Update the records below by replacing "bamboo pole" with "wooden stake" and leaving everything else unchanged. Omit the pictures from your reply.

------

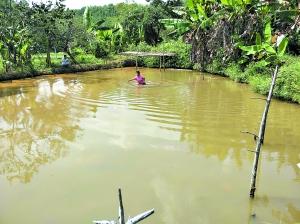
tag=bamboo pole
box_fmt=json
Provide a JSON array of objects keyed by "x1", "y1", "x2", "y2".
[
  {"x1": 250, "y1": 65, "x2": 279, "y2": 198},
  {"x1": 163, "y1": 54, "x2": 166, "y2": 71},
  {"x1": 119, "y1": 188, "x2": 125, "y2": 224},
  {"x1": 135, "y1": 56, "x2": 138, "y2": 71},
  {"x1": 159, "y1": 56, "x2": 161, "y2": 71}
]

------

**Result of this task**.
tag=wooden stake
box_fmt=json
Provide a JSON array of objects keyed by "x1", "y1", "x2", "y2".
[
  {"x1": 250, "y1": 65, "x2": 279, "y2": 198},
  {"x1": 163, "y1": 54, "x2": 166, "y2": 71},
  {"x1": 119, "y1": 188, "x2": 125, "y2": 224},
  {"x1": 135, "y1": 56, "x2": 138, "y2": 71},
  {"x1": 159, "y1": 56, "x2": 161, "y2": 71}
]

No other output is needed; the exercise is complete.